> SHORT PROBLEM
Please reproduce every line of the rows below, requests included, starting at the line that contains "For the audit set, annotate each instance of the decorative" and stopping after the line that contains "(584, 1252)". Scale each point coordinate in the answers by 1.2, round to whole numbers with halves going up, and return only those lines.
**********
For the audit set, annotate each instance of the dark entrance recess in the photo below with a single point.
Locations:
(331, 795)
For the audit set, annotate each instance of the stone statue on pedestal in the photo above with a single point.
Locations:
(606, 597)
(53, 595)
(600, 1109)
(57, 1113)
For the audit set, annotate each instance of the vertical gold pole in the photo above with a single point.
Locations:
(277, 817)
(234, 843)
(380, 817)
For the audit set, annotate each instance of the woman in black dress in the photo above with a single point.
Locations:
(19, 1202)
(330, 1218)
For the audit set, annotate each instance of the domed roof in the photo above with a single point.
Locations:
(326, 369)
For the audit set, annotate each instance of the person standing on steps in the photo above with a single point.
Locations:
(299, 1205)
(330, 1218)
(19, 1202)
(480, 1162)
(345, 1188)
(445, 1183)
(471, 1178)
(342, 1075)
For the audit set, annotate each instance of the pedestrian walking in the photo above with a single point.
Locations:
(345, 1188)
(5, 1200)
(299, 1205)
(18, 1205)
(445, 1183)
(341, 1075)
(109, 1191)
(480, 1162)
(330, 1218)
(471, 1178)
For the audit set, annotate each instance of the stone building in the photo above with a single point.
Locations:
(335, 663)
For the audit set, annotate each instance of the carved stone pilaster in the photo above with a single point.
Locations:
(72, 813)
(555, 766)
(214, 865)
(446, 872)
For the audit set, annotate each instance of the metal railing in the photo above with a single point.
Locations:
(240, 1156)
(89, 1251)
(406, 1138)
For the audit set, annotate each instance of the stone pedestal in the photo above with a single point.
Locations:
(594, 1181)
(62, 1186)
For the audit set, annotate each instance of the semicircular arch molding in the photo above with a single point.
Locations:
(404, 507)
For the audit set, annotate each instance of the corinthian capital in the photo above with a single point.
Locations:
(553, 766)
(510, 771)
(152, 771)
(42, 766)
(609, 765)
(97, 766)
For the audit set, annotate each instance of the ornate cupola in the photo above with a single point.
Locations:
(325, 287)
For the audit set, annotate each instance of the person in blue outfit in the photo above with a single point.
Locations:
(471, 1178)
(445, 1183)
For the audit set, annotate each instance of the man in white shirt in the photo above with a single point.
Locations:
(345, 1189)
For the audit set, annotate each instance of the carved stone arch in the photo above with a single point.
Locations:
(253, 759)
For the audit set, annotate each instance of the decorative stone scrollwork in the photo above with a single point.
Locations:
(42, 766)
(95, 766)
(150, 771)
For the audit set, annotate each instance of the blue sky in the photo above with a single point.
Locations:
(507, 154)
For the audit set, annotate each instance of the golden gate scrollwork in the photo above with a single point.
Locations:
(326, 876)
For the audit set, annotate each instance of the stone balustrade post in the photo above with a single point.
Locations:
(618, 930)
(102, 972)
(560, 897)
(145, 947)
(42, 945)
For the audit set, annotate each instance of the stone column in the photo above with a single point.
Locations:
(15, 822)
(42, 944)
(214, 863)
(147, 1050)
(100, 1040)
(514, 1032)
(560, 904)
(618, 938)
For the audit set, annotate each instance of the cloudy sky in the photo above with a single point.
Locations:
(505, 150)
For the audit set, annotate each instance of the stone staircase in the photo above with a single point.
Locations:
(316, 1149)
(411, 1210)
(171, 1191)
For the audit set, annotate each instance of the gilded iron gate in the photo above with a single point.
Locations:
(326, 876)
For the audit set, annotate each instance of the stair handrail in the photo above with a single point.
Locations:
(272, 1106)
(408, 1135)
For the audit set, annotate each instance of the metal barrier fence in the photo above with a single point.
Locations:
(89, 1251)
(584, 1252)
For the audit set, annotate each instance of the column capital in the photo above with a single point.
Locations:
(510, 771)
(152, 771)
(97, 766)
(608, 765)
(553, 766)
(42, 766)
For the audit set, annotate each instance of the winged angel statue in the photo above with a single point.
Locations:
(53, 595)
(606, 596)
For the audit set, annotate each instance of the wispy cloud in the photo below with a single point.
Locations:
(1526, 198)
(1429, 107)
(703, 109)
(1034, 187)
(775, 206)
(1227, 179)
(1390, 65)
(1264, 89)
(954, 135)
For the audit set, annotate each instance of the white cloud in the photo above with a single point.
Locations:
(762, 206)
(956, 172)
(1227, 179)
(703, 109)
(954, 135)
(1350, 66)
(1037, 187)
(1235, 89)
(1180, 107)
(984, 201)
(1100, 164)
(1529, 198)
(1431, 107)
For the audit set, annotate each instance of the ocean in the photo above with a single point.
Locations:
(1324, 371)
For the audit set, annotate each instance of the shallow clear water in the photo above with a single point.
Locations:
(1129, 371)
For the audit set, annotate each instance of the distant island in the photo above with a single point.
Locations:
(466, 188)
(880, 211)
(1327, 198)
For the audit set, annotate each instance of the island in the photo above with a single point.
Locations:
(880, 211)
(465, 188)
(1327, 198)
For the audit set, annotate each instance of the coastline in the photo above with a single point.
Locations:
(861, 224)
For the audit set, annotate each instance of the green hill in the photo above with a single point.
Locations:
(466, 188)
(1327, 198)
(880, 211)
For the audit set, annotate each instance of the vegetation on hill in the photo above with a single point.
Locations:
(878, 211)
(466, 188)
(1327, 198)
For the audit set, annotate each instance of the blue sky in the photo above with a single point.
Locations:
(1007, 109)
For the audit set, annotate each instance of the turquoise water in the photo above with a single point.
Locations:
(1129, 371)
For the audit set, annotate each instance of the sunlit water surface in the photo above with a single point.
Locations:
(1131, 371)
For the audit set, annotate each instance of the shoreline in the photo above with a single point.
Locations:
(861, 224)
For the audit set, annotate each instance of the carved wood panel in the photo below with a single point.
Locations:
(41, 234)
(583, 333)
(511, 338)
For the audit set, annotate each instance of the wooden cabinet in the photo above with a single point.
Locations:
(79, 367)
**********
> EXERCISE OUTPUT
For the audit set, annotate each instance of the decorative stone scrollwork in the photo above with a single point.
Locations:
(50, 919)
(114, 919)
(180, 925)
For the audit set, annotate each instance of the blue sky in the photo above with a single point.
Locations:
(608, 185)
For the audit set, annotate each instance of the golden gate scrollwork in the photo above with a single point.
Locations:
(391, 1051)
For the audit set, annotate each instance of the stone balustrade post in the photo above with a single point.
Locations:
(742, 1116)
(122, 1166)
(672, 1076)
(174, 1136)
(50, 1134)
For the audit set, annotate each instance of the stone column in the photo above with a single point.
Locations:
(18, 986)
(50, 1133)
(257, 1036)
(176, 1260)
(120, 1248)
(617, 1238)
(672, 1085)
(742, 1126)
For the audit set, annotate each instance of the cloudy sky in the photo above with a single point.
Locations:
(606, 180)
For the audit set, annotate each instance of the stone staircase in the photo above with a single point.
Locations:
(379, 1379)
(493, 1452)
(205, 1429)
For the audit set, annotate each instance of the gilded iron gate in the photo above with a single point.
Locations:
(391, 1051)
For the audit set, annotate each instance of the stair handrail in the photo above with a single point.
Locations:
(326, 1327)
(490, 1362)
For the audit set, annotate each instance of the metal barrier fence in the photo above with a single point.
Locations:
(107, 1501)
(701, 1502)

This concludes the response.